Everything in the listing below must be duplicated exactly.

══ RECORDS

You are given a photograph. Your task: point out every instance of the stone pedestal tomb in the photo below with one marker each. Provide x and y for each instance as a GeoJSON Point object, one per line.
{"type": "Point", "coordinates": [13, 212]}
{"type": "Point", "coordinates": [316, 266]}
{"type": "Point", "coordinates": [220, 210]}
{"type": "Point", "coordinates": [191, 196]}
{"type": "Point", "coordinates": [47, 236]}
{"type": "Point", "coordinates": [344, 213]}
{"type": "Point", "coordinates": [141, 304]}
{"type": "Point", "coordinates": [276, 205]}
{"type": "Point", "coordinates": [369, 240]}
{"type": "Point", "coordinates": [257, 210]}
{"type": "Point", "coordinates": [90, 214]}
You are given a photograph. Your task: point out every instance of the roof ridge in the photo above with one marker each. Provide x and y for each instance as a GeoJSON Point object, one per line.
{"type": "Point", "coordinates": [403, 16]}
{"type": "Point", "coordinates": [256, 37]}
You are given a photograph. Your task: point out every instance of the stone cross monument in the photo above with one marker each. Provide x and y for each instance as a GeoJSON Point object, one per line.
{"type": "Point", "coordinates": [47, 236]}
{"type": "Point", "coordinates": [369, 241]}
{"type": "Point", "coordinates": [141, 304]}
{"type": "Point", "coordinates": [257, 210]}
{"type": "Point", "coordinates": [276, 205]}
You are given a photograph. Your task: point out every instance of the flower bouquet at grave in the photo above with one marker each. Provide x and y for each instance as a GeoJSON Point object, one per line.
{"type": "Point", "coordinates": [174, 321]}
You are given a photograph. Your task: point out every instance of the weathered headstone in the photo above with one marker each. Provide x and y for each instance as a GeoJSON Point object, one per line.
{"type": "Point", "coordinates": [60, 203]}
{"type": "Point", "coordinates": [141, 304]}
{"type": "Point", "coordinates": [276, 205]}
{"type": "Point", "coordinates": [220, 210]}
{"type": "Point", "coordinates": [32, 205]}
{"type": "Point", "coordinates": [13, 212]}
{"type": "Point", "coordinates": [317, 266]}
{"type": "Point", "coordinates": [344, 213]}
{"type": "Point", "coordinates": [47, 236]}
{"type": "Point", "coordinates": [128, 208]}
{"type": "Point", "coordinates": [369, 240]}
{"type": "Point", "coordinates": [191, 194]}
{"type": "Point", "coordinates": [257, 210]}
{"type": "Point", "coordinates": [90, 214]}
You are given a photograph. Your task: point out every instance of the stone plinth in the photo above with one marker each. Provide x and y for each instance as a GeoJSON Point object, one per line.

════

_EXERCISE SOLUTION_.
You are given a photograph. Your task: point out every instance of the stone pedestal tomb in the photo below with one marker each. Provide x and y for each instance as a GeoJSON Point object, one per line.
{"type": "Point", "coordinates": [13, 212]}
{"type": "Point", "coordinates": [316, 266]}
{"type": "Point", "coordinates": [220, 210]}
{"type": "Point", "coordinates": [191, 196]}
{"type": "Point", "coordinates": [47, 236]}
{"type": "Point", "coordinates": [344, 213]}
{"type": "Point", "coordinates": [141, 304]}
{"type": "Point", "coordinates": [276, 205]}
{"type": "Point", "coordinates": [369, 240]}
{"type": "Point", "coordinates": [257, 210]}
{"type": "Point", "coordinates": [90, 214]}
You are given a photograph. Your task: point out every instance of the roof ridge in the photo above with one marker each. Provide x and y for each instance as a GeoJSON Point object, one per line.
{"type": "Point", "coordinates": [403, 16]}
{"type": "Point", "coordinates": [256, 37]}
You are given a photograph. Your task: point out every instance of the stone cross monument in the photo above with one marker each. Provide x and y for each instance as a GeoJSON Point object, one per line.
{"type": "Point", "coordinates": [47, 236]}
{"type": "Point", "coordinates": [369, 241]}
{"type": "Point", "coordinates": [141, 304]}
{"type": "Point", "coordinates": [257, 210]}
{"type": "Point", "coordinates": [276, 205]}
You are given a photograph. Your task: point out every instance of the flower bouquet at grave in the photo above with one marker each. Provide x and y for each instance as a GeoJSON Point object, one per line.
{"type": "Point", "coordinates": [174, 321]}
You are given a photograph. Your task: point out every instance of the weathered headstone in the photo above with one marker each. Provide x and y for each instance as a GeoJSON Point object, one per line.
{"type": "Point", "coordinates": [60, 203]}
{"type": "Point", "coordinates": [141, 304]}
{"type": "Point", "coordinates": [276, 205]}
{"type": "Point", "coordinates": [220, 210]}
{"type": "Point", "coordinates": [32, 205]}
{"type": "Point", "coordinates": [13, 212]}
{"type": "Point", "coordinates": [317, 266]}
{"type": "Point", "coordinates": [344, 213]}
{"type": "Point", "coordinates": [47, 236]}
{"type": "Point", "coordinates": [128, 208]}
{"type": "Point", "coordinates": [369, 240]}
{"type": "Point", "coordinates": [191, 194]}
{"type": "Point", "coordinates": [257, 210]}
{"type": "Point", "coordinates": [90, 214]}
You are given a photograph. Your task: point out every instance of the stone plinth in the photo above with one marker each. Provide x and y for each instance as a GeoJSON Point object, one per line.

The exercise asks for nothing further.